ASSIGNMENT: Please copy every record exactly as it is written.

GIVEN INFORMATION:
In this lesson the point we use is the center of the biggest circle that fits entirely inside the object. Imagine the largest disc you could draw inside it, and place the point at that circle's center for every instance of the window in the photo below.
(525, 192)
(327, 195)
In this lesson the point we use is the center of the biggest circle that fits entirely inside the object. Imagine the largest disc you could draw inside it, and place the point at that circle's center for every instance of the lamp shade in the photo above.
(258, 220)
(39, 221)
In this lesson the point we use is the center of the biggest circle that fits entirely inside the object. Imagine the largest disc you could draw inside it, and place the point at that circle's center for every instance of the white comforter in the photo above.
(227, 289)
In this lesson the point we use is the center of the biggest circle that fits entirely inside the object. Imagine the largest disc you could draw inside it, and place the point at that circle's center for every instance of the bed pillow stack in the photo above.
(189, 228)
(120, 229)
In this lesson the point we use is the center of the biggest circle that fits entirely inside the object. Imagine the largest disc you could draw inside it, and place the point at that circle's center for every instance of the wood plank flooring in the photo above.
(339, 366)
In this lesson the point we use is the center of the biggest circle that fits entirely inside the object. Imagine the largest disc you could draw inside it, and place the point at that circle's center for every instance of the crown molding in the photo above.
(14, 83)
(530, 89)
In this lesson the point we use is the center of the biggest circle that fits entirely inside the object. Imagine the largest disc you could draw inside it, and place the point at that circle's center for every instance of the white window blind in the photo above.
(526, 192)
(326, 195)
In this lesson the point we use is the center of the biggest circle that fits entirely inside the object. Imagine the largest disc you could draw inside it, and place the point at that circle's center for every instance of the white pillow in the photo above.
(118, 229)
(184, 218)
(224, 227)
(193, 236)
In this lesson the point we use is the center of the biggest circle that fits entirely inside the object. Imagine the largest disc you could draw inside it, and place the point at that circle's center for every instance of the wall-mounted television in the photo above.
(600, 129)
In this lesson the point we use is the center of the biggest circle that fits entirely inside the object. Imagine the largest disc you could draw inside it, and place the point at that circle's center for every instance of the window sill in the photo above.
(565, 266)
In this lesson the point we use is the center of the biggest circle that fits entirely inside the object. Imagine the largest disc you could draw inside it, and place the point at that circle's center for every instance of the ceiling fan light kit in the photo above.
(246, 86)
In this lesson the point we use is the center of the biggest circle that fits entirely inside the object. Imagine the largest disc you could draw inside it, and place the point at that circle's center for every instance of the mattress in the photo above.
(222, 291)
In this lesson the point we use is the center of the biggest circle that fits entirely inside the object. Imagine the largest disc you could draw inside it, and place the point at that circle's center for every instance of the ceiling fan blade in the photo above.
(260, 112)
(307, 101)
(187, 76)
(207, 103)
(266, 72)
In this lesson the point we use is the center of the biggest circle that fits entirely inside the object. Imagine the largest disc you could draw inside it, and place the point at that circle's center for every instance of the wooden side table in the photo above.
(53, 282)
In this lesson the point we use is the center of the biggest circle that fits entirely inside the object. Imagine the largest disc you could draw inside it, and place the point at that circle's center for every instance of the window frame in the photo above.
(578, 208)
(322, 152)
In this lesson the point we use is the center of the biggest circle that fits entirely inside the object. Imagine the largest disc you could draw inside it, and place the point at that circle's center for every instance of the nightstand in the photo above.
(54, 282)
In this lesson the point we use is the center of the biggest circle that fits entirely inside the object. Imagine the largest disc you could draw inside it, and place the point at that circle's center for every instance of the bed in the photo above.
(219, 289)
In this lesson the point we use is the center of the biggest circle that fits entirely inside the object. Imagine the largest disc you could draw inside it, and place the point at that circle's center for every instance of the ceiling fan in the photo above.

REPLY:
In this lesson the point we use is the center of the biggest circle that fits entirely inside the object. Imagine the largest disc you could draw inside it, and place the point at that circle's center for every instance of the window in the photo below.
(525, 192)
(327, 195)
In this lesson the point we use is the center of the biggest circle that fits entirely inside the object. Imagine the largest disc you could draw inside it, and place the point at that circle's center for every instance of the lamp shade in the photo above.
(258, 220)
(39, 221)
In this lesson the point we use is the center of the biggest circle that fits entirely inside the object. Imagine the largest disc you could draw inside it, and place the point at that circle's center for every instance of the white comforter in the photo above.
(227, 289)
In this lesson the point we use is the center of the biggest circle that fits entirely inside the object. Imagine the largest disc you could draw inside it, and place the point at that circle's center for every instance of the bed pillow stack in the photo above.
(189, 228)
(120, 229)
In this lesson the point we use is the center of the biggest circle that fits entirely inside the object. Imagine the largest disc you could draw inside it, and place the point at that circle's center for every instance of the wood plank flooring in the photo above.
(339, 366)
In this lesson the point we use is the center of the biggest circle that fits entirely inside the object. Imagine the largest disc you could draw inside it, and place the point at that circle's center for every instance of the crown molding in the photo above.
(14, 83)
(530, 89)
In this lesson the point we use is the center of the biggest circle that fits entirely inside the object. Imagine the largest disc you could draw inside it, and place the point at that circle's center for every instance of the white window blind in the photo above.
(526, 192)
(326, 195)
In this lesson the point we use is the center of the biggest circle that fits entirely inside the object. Imagine the largest disc you could draw inside it, and place the point at that circle's center for every instance of the white pillow in the photo above.
(118, 229)
(184, 218)
(224, 227)
(193, 236)
In this lesson the point we use is the center of the biggest circle that fits entirely inside the object. Imagine the largest disc you could draw inside it, and place the point at that circle's center for every instance of the wall-mounted television in the photo above.
(600, 129)
In this lesson the point we use is the center of the biggest circle that fits entirely inside the object. Imagine the largest disc you could draw inside it, and place the point at that circle's center for every instance of the window sill in the photo above.
(565, 266)
In this lesson the point we use is the center of the biggest circle that fits entirely inside the object. Imagine the largest disc you could draw inside it, and place the point at that circle's center for every instance of the ceiling fan light kit in the photo above.
(246, 86)
In this lesson the point we use is the center of the biggest circle that fits entirely inside the object. Imagine the largest disc you could draw inside it, and place the point at that circle's center for every instance of the mattress in the photo above.
(222, 291)
In this lesson the point we use is the center of the biggest circle that fits entirely inside the object. Imagine the largest disc you could draw inside it, and place the point at that circle's center for every instance of the ceiling fan blade in the photo above.
(260, 112)
(307, 101)
(187, 76)
(207, 103)
(266, 72)
In this lesson the point we use is the center of the biggest circle that fits entirely inside the object. Imagine the largest disc you could draw inside it, and place the point at that circle's center for every instance of the wooden side table in the photo above.
(53, 282)
In this lesson the point we use is the center of the biggest circle that fits entirely inside the object. Imagine the largest disc you could draw inside it, and place the point at that circle's center for every instance of the window frame in the photo above.
(578, 208)
(322, 152)
In this lesson the point we use is the center of the biggest circle that fits entirely inside the object. Imagine the largest disc you could draw inside it, and place the point at that circle's center for every instance of the nightstand in the photo above.
(54, 282)
In this lesson the point we use is the center of the biggest circle that fits entirely inside the object. Imagine the largest disc you could draw inside it, and place the point at that circle's center for every instance of the bed in the photo above.
(219, 289)
In this lesson the point we use is the center of the biggest circle that fits entirely inside the object. Imagine the largest disc you could draw inside it, and place the point at that circle's center for every instance of the ceiling fan in the photo above.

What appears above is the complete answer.